Goal of the exercise>
Render each line of the entries below as a row of a Markdown table with the columns "Number" and "Line", numbering the rows in order, skipping blank lines, and omitting the pictures.

Input records>
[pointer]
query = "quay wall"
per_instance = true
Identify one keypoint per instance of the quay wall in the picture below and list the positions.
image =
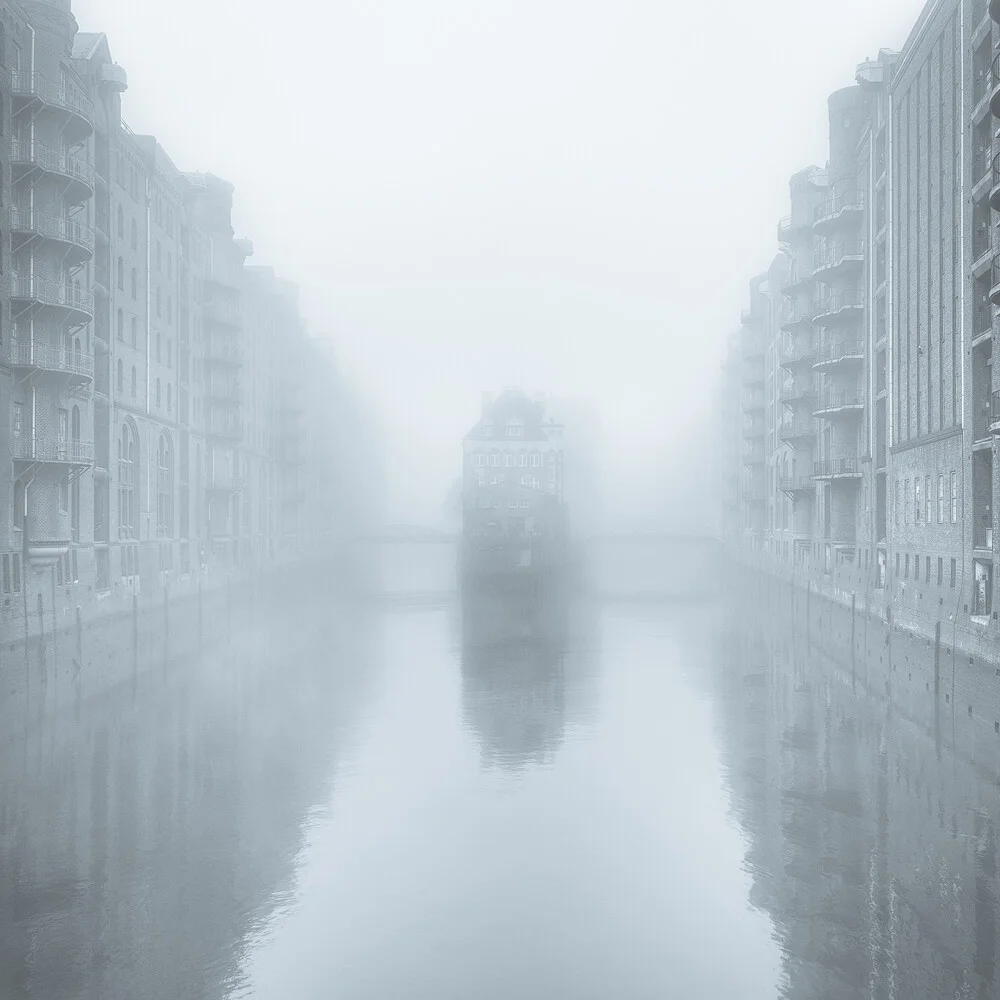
(934, 666)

Solution to the exercise>
| Number | Line |
|---|---|
| 1 | [pointer] |
| 2 | query = "quay wall" |
| 3 | per_instance = true |
| 4 | Identify one keypoint per instance of the quay wall in the picture below and list the positions. |
| 5 | image = |
| 6 | (934, 666) |